Escribe la continuación del texto sobre la obsesión por fotografiarlo todo, empezando justo después de su última frase.

> [TEXTO PARA LEER]
****************

En una sociedad capitalista, de 'take away' y 'fast food', la fotografía de carrete acabó velada ante el alud de la tecnología. Me cuenta un amigo que la obsesión por inmortalizarlo todo impide a turistas y transeúntes contemplar una de las estampas más llamativas de la ciudad, la que se dibuja en la Plaza de la Soledad cuando bajamos por San Pedro de Alcántara, con la Giralda, la Ermita y el torreón del edificio que hace esquina con Luis Braille. Sus formas parecen jugar una partida de geometría imposible, caprichosa.
He visto a cientos de personas abrasar con el flash la Gioconda en el Louvre o a Nefertiti en el Museo Egipcio de Berlín. Parecía un marciano contemplándolas con las manos libres de electrónica. Hace poco Farruquito se quejaba de que no había palmas en el López por sujetar los dichosos móviles con cámara incluida y fueron muchos los que perdieron la oportunidad de abrazar con su mirada a los jugadores de la Roja en su último partido en Badajoz. Las redes sociales han venido a alimentar hasta la náusea la necesidad de encuadrar cada momento y subirlo a la 'net' más tarde. «Ésta no me gusta bórrala, en aquella salgo con ese abrigo tan hortera y en esta otra con el pelo en la cara».

****************

> [MATERIAL APORTADO]

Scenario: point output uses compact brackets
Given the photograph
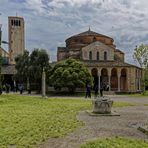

****************

> [RESULTADO]
En fin, que la memoria ilimitada ha puesto coto a la espontaneidad, eso sí, la cena con los amigos regada con demasiado vino aquella noche ha jugado a más de uno una mala pasada a cuenta de los dichosos móviles 3G, Facebook y Twiter. Es lo que tiene la inmediatez de lo digital, sobre todo cuando el exceso de alcohol afloja el yugo de la autocensura estética. Yo, si me lo permiten, seguiré contemplando mi Polaroid de los 70 que descansa sobre mi librería y añorando aquello de «mire al pajarito» aunque me cueste un ojo rojo o un rostro desenfocado. Sin trampa ni cartón. Fuera PhotoShop.